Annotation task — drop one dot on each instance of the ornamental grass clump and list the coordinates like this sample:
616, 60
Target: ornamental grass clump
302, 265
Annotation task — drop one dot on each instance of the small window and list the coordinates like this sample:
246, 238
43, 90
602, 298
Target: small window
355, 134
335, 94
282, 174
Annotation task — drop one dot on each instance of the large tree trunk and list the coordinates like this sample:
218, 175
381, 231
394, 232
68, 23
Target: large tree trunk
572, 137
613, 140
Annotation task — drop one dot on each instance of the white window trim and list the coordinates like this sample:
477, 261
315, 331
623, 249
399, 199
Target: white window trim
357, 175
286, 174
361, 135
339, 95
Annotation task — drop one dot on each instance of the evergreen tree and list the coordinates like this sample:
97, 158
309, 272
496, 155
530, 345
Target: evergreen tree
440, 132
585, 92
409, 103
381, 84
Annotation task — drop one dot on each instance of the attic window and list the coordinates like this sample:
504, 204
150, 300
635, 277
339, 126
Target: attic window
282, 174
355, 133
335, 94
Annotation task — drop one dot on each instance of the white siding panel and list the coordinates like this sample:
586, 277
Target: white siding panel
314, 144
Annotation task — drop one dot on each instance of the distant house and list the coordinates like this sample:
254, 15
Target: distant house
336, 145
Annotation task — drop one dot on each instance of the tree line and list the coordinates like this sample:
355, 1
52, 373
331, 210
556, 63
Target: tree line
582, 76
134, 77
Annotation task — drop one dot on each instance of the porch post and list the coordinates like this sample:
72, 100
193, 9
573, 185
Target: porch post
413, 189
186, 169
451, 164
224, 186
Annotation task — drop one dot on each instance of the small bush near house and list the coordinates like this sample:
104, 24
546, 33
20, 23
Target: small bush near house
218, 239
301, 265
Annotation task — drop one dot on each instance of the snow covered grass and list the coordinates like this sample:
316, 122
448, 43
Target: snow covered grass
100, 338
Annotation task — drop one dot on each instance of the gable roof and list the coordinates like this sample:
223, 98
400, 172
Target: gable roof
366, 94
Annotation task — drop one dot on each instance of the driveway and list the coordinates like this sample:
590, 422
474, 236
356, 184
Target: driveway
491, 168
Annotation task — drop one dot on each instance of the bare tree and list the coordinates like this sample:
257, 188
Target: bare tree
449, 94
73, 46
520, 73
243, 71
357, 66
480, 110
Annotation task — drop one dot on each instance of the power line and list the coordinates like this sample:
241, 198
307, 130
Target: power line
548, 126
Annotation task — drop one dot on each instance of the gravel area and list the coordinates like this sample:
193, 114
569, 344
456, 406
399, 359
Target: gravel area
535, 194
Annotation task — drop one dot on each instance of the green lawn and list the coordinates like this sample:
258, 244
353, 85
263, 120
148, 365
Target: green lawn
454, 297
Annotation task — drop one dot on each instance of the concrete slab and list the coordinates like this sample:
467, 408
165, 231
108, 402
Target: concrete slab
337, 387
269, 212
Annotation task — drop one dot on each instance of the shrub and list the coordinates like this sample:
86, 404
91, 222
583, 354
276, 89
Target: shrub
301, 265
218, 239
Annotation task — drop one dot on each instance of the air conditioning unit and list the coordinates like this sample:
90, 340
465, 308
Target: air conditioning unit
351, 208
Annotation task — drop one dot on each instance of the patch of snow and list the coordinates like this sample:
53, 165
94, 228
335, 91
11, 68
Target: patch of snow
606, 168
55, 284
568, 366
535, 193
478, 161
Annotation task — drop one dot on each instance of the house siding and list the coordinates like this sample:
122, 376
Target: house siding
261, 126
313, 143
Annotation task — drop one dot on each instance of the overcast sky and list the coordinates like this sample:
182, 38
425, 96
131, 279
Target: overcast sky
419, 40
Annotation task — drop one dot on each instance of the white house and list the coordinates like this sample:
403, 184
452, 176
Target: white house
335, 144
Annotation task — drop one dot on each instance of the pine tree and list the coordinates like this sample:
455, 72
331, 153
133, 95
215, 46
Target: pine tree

Task item:
Give back the data above, repeating every record exactly.

Answer to this exercise:
Annotation task — drop one dot on each instance of the ornamental grass clump and list the coordinates like this sample:
616, 60
Target: ornamental grass clump
302, 265
Annotation task — drop one dot on each instance of the small window and list the coordinates like this sample:
246, 238
43, 90
602, 298
Target: small window
355, 134
335, 94
282, 174
Annotation task — drop one dot on each instance of the large tree trunk and list the coordinates like this sample:
218, 175
381, 231
394, 232
68, 23
Target: large tree trunk
572, 137
613, 140
Annotation task — drop one dot on each instance of the white window trim and list the coordinates like this sample:
477, 261
315, 331
623, 249
399, 199
Target: white window trim
357, 175
286, 174
361, 135
339, 95
Annotation task — drop one dot on each instance of the evergreen tree and list the coordinates like this sample:
97, 158
309, 272
496, 155
530, 345
Target: evergreen tree
440, 132
585, 92
409, 103
381, 84
Annotation task — drop one dot on each instance of the attic window and list the coordinates like this sample:
504, 204
150, 300
635, 277
339, 126
Target: attic window
282, 174
355, 133
335, 94
Annotation task — drop one dot on each instance of the white siding panel and list the coordinates like this sample:
586, 277
Target: white siding panel
314, 144
Annotation task — drop one dot on each instance of the distant house and list the coordinates like this sample:
254, 15
Target: distant house
336, 145
Annotation task — drop one dot on each instance of the tree line and list the coordinates like this sample:
355, 1
52, 373
331, 210
556, 63
Target: tree line
582, 76
134, 77
Annotation task — drop one dot on each instance of the porch post and list the coordinates like this sample:
72, 100
193, 9
573, 185
Target: porch post
413, 189
186, 169
451, 164
224, 186
Annotation task — drop one dot on each instance of the small bush near house and list the coordinates like this sample:
104, 24
546, 33
20, 23
Target: small bush near house
218, 239
301, 265
Annotation task — drop one dot on each instance of the snow covered grass and list the coordinates like this sample:
316, 122
448, 43
Target: snow covered grass
100, 338
Annotation task — drop one dot on each instance of the gable roof and list the coordinates like this sample:
223, 98
400, 172
Target: gable roof
366, 94
Annotation task — drop one dot on each instance of the driveway and list the coordinates like this sample:
590, 422
474, 236
356, 184
Target: driveway
491, 168
Annotation task — drop one dot on each instance of the bare tree and list the coordinates like this sample:
257, 188
Target: bare tree
449, 94
73, 46
520, 73
243, 71
357, 66
480, 110
Annotation task — drop one dot on each instance of the power line and list the coordinates like this sample:
241, 198
307, 130
Target: power line
548, 126
Annotation task — drop one dot on each instance of the gravel area and list the coordinates like this sample:
193, 114
569, 344
456, 406
399, 359
Target: gravel area
535, 194
Annotation task — drop one dot on each instance of the green lawn and list the coordinates like this sample:
258, 244
353, 85
263, 120
148, 365
Target: green lawn
454, 297
Annotation task — drop one dot on each instance of the concrete slab and list the coordinates like this sample:
467, 408
165, 231
108, 402
Target: concrete slab
337, 387
269, 212
Annotation task — drop one dot on each instance of the shrub and list the coordinates like this sample:
86, 404
91, 222
583, 354
276, 89
Target: shrub
301, 265
218, 239
Annotation task — drop one dot on each instance of the air conditioning unit and list the coordinates like this sample:
90, 340
465, 308
Target: air conditioning unit
351, 208
Annotation task — drop one dot on each instance of the patch of snow and list the coordinates like this sample:
53, 165
94, 228
335, 91
11, 68
Target: patch of snow
606, 168
55, 284
568, 366
535, 193
478, 161
Annotation task — drop one dot on each instance of the house siding and list the coordinates like this sample:
122, 376
Target: house siding
261, 126
313, 143
Annotation task — drop one dot on each instance of the overcast sky and list the coordinates like this sample:
182, 38
425, 96
131, 279
Target: overcast sky
419, 40
Annotation task — drop one dot on each instance of the white house and list the coordinates like this sample:
403, 184
452, 176
Target: white house
335, 144
Annotation task — drop one dot on each instance of the pine tree and list the coordinates like this sample:
455, 72
331, 153
133, 95
215, 46
Target: pine tree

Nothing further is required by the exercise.